* **Exercise instructions**:
• 1. Name every tool the text on revision control says the writer would use to edit a source tree without version control.
• 2. Carry the text on revision control forward, starting after its last sentence.

* **Page**:
^^^^^^^^

First, it invites the user error of performing a complete merge in
the effected subtrees, yet failing to have that noted for the
project tree. Second, it invites the user error of committing
effected subtrees but never committing the project tree directory.
(So, on those two points, there is yet again a dissonance between
the "policy free" nature of the storage manager an the "project
tree" orientation of sane practices -- so, as elsewhere, I say it
makes sense to treat storage mgt and rev ctl as layers, project
trees as first class objects in the rev ctl layer, and to move to a
UI that reflects the rev ctl abstractions rather than the storage
manager abstractions).
* On Tree Deltas and File Identity
I asserted that node_id will not work as a mechanism for tree deltas
because a single project tree can reasonably contain multiple files
which have the same node_id.
To expand on my assertion, let me anticipate Sander's reply: that
node_id PLUS the history of copy/rename operations (as would be
considered by variance adjusted patching) together add up to a
robust notion of file identity. To respond to that anticipated
reply: yes, the history PLUS the node_id add up to a logically
_coherent_ notion of file identity, but a very poor user interface
to file identity.
Consider for example how I would edit a source tree absent version
control. I'd use `cp' and `mv' and `rm' and `open(2)' and just work
"free form" until the tree was in a state that just worked.

^^^^^^^^

* **Data lines**:
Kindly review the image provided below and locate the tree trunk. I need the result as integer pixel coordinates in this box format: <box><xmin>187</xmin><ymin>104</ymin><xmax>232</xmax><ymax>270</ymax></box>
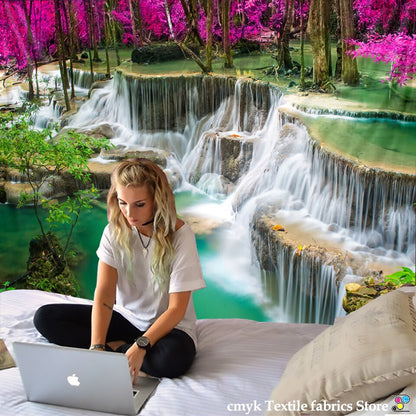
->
<box><xmin>21</xmin><ymin>0</ymin><xmax>35</xmax><ymax>101</ymax></box>
<box><xmin>164</xmin><ymin>0</ymin><xmax>176</xmax><ymax>40</ymax></box>
<box><xmin>278</xmin><ymin>0</ymin><xmax>294</xmax><ymax>70</ymax></box>
<box><xmin>104</xmin><ymin>13</ymin><xmax>111</xmax><ymax>78</ymax></box>
<box><xmin>205</xmin><ymin>0</ymin><xmax>214</xmax><ymax>72</ymax></box>
<box><xmin>219</xmin><ymin>0</ymin><xmax>234</xmax><ymax>68</ymax></box>
<box><xmin>68</xmin><ymin>0</ymin><xmax>76</xmax><ymax>99</ymax></box>
<box><xmin>180</xmin><ymin>0</ymin><xmax>204</xmax><ymax>46</ymax></box>
<box><xmin>308</xmin><ymin>0</ymin><xmax>331</xmax><ymax>87</ymax></box>
<box><xmin>55</xmin><ymin>0</ymin><xmax>71</xmax><ymax>111</ymax></box>
<box><xmin>334</xmin><ymin>0</ymin><xmax>342</xmax><ymax>81</ymax></box>
<box><xmin>84</xmin><ymin>0</ymin><xmax>100</xmax><ymax>62</ymax></box>
<box><xmin>129</xmin><ymin>0</ymin><xmax>144</xmax><ymax>48</ymax></box>
<box><xmin>300</xmin><ymin>0</ymin><xmax>305</xmax><ymax>90</ymax></box>
<box><xmin>339</xmin><ymin>0</ymin><xmax>360</xmax><ymax>86</ymax></box>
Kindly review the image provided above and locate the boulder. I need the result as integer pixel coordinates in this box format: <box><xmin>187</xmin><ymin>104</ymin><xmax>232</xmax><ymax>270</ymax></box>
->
<box><xmin>191</xmin><ymin>132</ymin><xmax>254</xmax><ymax>184</ymax></box>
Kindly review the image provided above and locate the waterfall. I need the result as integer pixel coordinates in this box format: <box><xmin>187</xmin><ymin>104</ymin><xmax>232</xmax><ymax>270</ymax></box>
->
<box><xmin>63</xmin><ymin>72</ymin><xmax>415</xmax><ymax>323</ymax></box>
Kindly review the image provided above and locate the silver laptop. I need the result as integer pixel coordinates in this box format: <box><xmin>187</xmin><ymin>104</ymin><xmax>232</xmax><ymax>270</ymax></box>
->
<box><xmin>13</xmin><ymin>342</ymin><xmax>160</xmax><ymax>415</ymax></box>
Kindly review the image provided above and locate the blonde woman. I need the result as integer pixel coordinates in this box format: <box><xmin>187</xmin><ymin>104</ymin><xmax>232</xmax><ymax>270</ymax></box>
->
<box><xmin>34</xmin><ymin>159</ymin><xmax>205</xmax><ymax>379</ymax></box>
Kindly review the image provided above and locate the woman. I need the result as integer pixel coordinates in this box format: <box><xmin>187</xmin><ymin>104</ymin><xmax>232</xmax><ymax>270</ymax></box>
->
<box><xmin>34</xmin><ymin>159</ymin><xmax>205</xmax><ymax>380</ymax></box>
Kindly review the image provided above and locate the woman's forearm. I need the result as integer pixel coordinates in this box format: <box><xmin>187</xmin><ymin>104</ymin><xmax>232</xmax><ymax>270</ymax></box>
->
<box><xmin>91</xmin><ymin>261</ymin><xmax>117</xmax><ymax>345</ymax></box>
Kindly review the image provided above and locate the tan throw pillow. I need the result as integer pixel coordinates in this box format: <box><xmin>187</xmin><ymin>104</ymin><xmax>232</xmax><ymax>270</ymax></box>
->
<box><xmin>265</xmin><ymin>288</ymin><xmax>416</xmax><ymax>416</ymax></box>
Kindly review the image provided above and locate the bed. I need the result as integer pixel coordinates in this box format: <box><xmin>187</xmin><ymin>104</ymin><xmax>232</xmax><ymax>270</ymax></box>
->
<box><xmin>0</xmin><ymin>290</ymin><xmax>416</xmax><ymax>416</ymax></box>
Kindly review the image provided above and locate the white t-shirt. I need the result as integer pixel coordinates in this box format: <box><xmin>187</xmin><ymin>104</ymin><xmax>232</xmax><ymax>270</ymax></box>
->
<box><xmin>97</xmin><ymin>223</ymin><xmax>205</xmax><ymax>345</ymax></box>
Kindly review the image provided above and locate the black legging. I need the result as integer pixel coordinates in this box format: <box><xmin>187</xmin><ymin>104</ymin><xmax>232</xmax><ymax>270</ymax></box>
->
<box><xmin>33</xmin><ymin>303</ymin><xmax>196</xmax><ymax>378</ymax></box>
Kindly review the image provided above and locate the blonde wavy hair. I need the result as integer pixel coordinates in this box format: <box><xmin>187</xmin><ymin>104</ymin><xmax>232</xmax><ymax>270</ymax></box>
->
<box><xmin>107</xmin><ymin>158</ymin><xmax>177</xmax><ymax>288</ymax></box>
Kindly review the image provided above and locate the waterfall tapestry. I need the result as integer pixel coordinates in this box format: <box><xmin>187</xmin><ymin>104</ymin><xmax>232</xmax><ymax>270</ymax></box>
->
<box><xmin>0</xmin><ymin>0</ymin><xmax>416</xmax><ymax>324</ymax></box>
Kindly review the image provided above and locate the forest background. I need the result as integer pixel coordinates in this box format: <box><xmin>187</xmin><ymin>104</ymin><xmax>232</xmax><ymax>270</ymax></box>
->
<box><xmin>0</xmin><ymin>0</ymin><xmax>416</xmax><ymax>300</ymax></box>
<box><xmin>0</xmin><ymin>0</ymin><xmax>416</xmax><ymax>102</ymax></box>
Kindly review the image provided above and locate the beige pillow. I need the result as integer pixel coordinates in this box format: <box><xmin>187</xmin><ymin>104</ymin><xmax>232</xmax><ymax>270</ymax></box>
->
<box><xmin>265</xmin><ymin>288</ymin><xmax>416</xmax><ymax>416</ymax></box>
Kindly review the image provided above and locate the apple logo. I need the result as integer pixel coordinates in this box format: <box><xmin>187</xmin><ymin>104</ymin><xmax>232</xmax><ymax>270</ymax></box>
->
<box><xmin>66</xmin><ymin>374</ymin><xmax>81</xmax><ymax>387</ymax></box>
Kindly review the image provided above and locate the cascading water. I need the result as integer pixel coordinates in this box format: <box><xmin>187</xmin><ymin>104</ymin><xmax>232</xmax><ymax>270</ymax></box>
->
<box><xmin>64</xmin><ymin>72</ymin><xmax>415</xmax><ymax>323</ymax></box>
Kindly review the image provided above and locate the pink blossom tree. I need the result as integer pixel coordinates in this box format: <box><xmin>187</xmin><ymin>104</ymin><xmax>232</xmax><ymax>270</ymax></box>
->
<box><xmin>350</xmin><ymin>0</ymin><xmax>416</xmax><ymax>86</ymax></box>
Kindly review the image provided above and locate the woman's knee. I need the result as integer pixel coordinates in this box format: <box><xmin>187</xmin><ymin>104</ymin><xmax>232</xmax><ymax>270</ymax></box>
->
<box><xmin>142</xmin><ymin>330</ymin><xmax>196</xmax><ymax>378</ymax></box>
<box><xmin>33</xmin><ymin>304</ymin><xmax>56</xmax><ymax>335</ymax></box>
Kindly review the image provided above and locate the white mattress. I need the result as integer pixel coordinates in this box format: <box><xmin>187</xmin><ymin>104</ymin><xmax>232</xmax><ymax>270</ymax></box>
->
<box><xmin>0</xmin><ymin>290</ymin><xmax>326</xmax><ymax>416</ymax></box>
<box><xmin>0</xmin><ymin>290</ymin><xmax>416</xmax><ymax>416</ymax></box>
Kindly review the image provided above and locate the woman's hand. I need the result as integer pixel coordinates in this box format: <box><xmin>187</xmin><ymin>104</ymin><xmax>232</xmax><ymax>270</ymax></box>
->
<box><xmin>126</xmin><ymin>343</ymin><xmax>146</xmax><ymax>383</ymax></box>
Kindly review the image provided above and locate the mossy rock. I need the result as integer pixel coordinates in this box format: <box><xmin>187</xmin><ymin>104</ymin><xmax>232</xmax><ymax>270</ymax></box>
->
<box><xmin>19</xmin><ymin>234</ymin><xmax>79</xmax><ymax>296</ymax></box>
<box><xmin>131</xmin><ymin>42</ymin><xmax>199</xmax><ymax>64</ymax></box>
<box><xmin>342</xmin><ymin>278</ymin><xmax>397</xmax><ymax>313</ymax></box>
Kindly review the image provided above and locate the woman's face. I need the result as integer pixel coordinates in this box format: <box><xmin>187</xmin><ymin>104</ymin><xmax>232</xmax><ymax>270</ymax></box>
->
<box><xmin>116</xmin><ymin>186</ymin><xmax>154</xmax><ymax>227</ymax></box>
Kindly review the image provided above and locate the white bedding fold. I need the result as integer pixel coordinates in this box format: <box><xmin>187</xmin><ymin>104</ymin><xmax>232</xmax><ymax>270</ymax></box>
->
<box><xmin>0</xmin><ymin>290</ymin><xmax>326</xmax><ymax>416</ymax></box>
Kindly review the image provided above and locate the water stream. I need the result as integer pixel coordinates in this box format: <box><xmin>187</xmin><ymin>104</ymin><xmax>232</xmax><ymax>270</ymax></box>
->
<box><xmin>1</xmin><ymin>72</ymin><xmax>416</xmax><ymax>323</ymax></box>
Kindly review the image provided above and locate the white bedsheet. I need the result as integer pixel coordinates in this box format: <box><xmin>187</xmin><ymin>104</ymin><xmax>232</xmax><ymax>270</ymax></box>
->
<box><xmin>0</xmin><ymin>290</ymin><xmax>326</xmax><ymax>416</ymax></box>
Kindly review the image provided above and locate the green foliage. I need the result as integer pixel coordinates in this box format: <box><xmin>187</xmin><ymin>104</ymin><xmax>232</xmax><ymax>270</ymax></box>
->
<box><xmin>0</xmin><ymin>281</ymin><xmax>16</xmax><ymax>293</ymax></box>
<box><xmin>384</xmin><ymin>267</ymin><xmax>416</xmax><ymax>286</ymax></box>
<box><xmin>0</xmin><ymin>111</ymin><xmax>110</xmax><ymax>294</ymax></box>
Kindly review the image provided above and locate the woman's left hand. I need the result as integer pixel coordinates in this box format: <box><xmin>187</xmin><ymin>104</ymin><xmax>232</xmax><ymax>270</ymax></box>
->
<box><xmin>126</xmin><ymin>343</ymin><xmax>146</xmax><ymax>383</ymax></box>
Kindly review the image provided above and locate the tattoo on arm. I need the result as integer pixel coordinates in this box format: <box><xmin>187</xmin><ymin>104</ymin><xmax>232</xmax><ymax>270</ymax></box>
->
<box><xmin>103</xmin><ymin>302</ymin><xmax>113</xmax><ymax>311</ymax></box>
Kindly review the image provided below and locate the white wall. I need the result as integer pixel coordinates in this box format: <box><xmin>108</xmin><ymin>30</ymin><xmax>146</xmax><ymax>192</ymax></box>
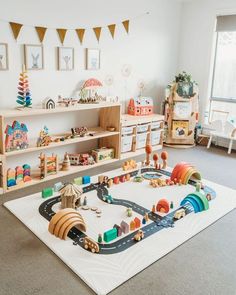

^^^^^^^^

* **Exercise results**:
• 1. cp, mv, rm, open(2)

• 2.
Although it isn't explicit without something like an inventory tag
mechanism, the files in my tree have logical identities. But in the
general case, the sequence of operations I'd perform to set up those
files won't work in svn. For example, if I copy a file, then rename
the original: which of the two copies has the same logical identity
as the original? In svn, using node_id plus history as logical file
identity, the original but renamed file inherits the logical
identity -- if I happen to want it the other way around, I'm
screwed. And if I happen to introduce a new node, but want it to
have the same logical identity as an old node, I'm screwed again --
I have to remember to check out the old node, delete it's contents
and replace them.
In short, I think the easiest to understand and use user interface
comes from adding a first-class notion of logical file identity
which is unrelated to node_id and unrelated to the history of tree
rearrangements. I think it makes the most sense to separate out the
physical history of versioned objects from their logical identities
for the purpose of whole-tree patching -- to make logical identities
something that users can attach to files/directories freely and
rearrange arbitrarilly at will, with ease.
Another way to look at this issue is to consider generating
whole-tree changesets which people can apply to (possibly modified)
source trees that don't have any direct relationship to a
repository. To apply such a changeset, I need to be able to compute
the logical identities of files in the source tree without
consulting the repository -- the history simply isn't available. So
representing logical identity within the svn metadata of wc plus the
metadata in a repository doesn't fly -- not if I want to be able to
distribute changesets to users who have copies of my distributions.
So: inventory tags, represented in the source tree.
* On Native-FS Storage Mgt.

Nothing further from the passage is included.